"Pas de démarches actives pour rapatrier les femmes de djihadistes ou leurs enfants"

La Belgique n'entamera pas de démarche proactive pour rapatrier les femmes de djihadistes qui se trouvent dans des camps de réfugiés en Syrie ou leurs enfants, a martelé lundi le chef de groupe N-VA à la Chambre, Peter De Roover, interrogé sur le plateau de "Terzake" (VRT).

Une équipe de la chaîne publique flamande s'est rendue dans le camp d'Al-Hol au nord de la Syrie, sous contrôle kurde, pour y interroger des femmes de combattants terroristes belges.

Elles ont exprimé leur souhait de rentrer en Belgique, à tout le moins pour le bien de leurs enfants en bas âge. Selon elles, les autorités néerlandaises et suédoises se sont déjà rendues dans le camp pour y rencontrer leurs ressortissantes mais pas les autorités belges.

A l'instar des autres pays européens, la Belgique n'entamera pas de démarche proactive à leur égard, a expliqué Peter De Roover, incluant les enfants de 10 ans et plus.

DONNÉES FOURNIES ▸
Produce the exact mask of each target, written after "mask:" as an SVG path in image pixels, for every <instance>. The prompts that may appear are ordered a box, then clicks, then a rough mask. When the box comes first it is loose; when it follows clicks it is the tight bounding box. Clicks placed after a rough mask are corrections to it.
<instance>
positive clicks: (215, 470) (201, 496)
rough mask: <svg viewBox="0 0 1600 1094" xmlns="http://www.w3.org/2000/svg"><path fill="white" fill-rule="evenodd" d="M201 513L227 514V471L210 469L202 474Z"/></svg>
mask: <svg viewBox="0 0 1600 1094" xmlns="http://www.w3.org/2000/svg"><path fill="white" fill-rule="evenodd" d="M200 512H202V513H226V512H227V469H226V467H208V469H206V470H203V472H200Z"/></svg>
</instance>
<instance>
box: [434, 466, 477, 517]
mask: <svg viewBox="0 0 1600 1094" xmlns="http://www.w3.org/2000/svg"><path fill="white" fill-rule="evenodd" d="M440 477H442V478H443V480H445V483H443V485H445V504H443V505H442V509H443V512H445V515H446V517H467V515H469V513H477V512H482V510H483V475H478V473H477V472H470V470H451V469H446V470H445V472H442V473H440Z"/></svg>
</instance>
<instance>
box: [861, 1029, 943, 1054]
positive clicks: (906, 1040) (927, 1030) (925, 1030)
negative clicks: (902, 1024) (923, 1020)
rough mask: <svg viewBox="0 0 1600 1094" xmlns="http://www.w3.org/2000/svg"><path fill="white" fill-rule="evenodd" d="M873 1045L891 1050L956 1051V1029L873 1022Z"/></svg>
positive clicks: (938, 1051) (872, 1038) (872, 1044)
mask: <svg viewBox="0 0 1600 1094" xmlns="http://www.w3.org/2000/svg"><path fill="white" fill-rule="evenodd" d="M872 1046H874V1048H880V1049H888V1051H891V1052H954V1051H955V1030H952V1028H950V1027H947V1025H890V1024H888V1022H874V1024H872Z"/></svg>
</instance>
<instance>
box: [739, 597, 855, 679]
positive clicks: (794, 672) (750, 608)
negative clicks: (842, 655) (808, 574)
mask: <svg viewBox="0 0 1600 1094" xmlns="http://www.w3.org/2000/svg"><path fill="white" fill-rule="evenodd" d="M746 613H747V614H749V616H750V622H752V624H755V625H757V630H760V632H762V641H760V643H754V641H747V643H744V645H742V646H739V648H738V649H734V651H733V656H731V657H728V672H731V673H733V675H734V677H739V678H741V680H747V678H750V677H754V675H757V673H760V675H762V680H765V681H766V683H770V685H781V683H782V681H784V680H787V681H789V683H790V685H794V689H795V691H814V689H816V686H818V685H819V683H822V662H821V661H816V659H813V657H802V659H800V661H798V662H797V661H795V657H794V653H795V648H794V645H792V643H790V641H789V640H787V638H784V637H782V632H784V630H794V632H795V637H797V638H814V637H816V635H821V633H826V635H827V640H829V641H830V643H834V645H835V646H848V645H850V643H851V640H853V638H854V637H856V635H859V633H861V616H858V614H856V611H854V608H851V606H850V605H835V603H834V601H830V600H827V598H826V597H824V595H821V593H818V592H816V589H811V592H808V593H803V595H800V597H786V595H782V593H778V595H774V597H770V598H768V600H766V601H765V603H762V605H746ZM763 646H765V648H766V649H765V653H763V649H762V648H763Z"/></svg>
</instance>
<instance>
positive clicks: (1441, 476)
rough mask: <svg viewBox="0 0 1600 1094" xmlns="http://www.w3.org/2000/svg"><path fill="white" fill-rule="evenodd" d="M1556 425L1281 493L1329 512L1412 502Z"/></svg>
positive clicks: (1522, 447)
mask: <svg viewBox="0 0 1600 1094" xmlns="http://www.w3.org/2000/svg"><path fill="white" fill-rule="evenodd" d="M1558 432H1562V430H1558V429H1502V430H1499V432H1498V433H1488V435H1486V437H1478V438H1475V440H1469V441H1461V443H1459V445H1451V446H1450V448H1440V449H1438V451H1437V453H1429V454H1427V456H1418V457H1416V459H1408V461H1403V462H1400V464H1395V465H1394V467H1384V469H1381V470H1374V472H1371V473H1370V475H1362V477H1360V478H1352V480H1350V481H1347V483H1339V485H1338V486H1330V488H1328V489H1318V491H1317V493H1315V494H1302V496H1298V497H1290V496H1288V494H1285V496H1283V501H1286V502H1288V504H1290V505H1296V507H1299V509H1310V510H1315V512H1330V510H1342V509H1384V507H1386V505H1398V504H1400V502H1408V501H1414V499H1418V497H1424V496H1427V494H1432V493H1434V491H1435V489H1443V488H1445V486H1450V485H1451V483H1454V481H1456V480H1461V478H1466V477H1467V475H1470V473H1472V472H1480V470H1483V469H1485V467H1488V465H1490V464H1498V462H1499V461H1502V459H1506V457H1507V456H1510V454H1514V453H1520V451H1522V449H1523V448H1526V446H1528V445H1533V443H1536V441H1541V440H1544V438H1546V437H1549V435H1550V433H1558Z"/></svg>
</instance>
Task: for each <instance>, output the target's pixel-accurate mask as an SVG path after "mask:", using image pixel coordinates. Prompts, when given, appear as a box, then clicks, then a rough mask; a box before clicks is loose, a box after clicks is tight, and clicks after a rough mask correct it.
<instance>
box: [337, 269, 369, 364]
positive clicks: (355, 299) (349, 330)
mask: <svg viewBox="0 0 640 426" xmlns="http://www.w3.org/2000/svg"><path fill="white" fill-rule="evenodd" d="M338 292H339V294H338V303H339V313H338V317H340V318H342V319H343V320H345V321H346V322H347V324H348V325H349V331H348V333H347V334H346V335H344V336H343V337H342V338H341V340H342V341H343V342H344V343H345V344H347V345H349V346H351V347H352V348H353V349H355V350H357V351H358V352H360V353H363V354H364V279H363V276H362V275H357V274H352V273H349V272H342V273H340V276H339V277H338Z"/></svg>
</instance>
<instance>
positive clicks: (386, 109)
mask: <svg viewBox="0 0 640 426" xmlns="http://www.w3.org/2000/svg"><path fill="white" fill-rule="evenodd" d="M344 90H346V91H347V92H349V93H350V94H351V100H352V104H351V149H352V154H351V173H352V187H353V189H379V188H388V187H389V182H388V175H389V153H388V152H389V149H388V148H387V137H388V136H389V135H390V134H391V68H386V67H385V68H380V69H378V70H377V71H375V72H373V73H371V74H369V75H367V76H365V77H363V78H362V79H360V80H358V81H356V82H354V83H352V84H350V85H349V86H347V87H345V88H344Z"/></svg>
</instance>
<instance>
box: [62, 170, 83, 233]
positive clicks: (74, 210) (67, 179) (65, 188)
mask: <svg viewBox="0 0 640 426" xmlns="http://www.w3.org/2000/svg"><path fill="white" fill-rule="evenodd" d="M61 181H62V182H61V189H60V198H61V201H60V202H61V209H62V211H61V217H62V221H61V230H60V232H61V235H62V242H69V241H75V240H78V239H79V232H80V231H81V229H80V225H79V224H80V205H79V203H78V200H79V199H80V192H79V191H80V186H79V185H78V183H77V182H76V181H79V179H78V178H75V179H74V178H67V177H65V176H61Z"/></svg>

QUESTIONS ▸
[A] D'après l'extrait cité, dans quel but une équipe de la chaîne publique flamande s'est-elle rendue dans le camp d'Al-Hol ? Répondez en une à trois phrases.
[B] Énumérez tous les pays dont l'extrait cité mentionne les autorités.
[C] Restituez l'extrait cité depuis « Elles ont exprimé » jusqu'à « ans et plus. ».

CORRIGÉ DES EXERCICES ▸
[A] L'équipe s'est rendue dans le camp d'Al-Hol, dans le nord de la Syrie, pour y interroger des femmes de combattants terroristes belges.

[B]
- Les Pays-Bas (les autorités néerlandaises)
- La Suède (les autorités suédoises)
- La Belgique (les autorités belges)

[C]
Elles ont exprimé leur souhait de rentrer en Belgique, à tout le moins pour le bien de leurs enfants en bas âge. Selon elles, les autorités néerlandaises et suédoises se sont déjà rendues dans le camp pour y rencontrer leurs ressortissantes mais pas les autorités belges.

A l'instar des autres pays européens, la Belgique n'entamera pas de démarche proactive à leur égard, a expliqué Peter De Roover, incluant les enfants de 10 ans et plus.